** BEGIN Task inputs **

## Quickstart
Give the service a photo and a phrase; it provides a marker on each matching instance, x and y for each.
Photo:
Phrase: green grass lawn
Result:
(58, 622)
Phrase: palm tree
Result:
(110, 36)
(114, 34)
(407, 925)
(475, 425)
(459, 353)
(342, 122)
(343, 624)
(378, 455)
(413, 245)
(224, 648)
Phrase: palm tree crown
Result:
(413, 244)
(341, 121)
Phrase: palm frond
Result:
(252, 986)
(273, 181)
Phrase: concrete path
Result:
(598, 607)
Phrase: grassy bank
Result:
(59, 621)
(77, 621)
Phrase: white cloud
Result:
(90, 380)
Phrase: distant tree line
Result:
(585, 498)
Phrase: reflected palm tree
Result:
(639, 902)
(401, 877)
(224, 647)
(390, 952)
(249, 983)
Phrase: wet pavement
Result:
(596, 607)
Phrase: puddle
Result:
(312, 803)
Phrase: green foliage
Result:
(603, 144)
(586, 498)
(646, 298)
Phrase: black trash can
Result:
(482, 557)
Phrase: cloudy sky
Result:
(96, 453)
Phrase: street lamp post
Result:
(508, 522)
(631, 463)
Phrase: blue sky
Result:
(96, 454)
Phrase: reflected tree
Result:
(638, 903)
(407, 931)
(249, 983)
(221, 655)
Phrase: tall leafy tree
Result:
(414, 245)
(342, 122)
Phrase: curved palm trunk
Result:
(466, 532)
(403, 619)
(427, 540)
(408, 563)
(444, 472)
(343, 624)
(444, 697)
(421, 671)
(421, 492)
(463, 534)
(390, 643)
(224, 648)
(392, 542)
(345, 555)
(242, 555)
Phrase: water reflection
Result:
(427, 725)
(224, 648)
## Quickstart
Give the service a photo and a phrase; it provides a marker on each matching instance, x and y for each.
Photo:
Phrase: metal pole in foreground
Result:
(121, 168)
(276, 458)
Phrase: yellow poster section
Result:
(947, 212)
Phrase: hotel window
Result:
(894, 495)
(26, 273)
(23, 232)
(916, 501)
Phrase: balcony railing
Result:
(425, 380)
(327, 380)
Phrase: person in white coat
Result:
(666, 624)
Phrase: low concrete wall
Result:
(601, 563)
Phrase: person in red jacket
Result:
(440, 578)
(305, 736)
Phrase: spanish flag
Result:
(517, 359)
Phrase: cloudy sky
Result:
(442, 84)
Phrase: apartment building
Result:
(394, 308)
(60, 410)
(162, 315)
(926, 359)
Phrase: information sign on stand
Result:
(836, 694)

** END Task inputs **

The exercise
Rename "person" to "pedestrian" in the items from the line containing "Phrase: balcony railing" through the end of the items. Keep everything else unchanged.

Result of this task
Phrase: balcony railing
Result:
(425, 380)
(327, 380)
Phrase: pedestrian in white coat
Result:
(666, 624)
Phrase: low concrete wall
Result:
(601, 563)
Phrase: pedestrian in red jacket
Result:
(440, 578)
(305, 736)
Phrase: spanish flag
Result:
(517, 359)
Phrase: cloudy sky
Result:
(442, 84)
Phrase: apartment building
Result:
(394, 308)
(60, 410)
(162, 315)
(926, 359)
Phrase: information sign on stand
Result:
(836, 694)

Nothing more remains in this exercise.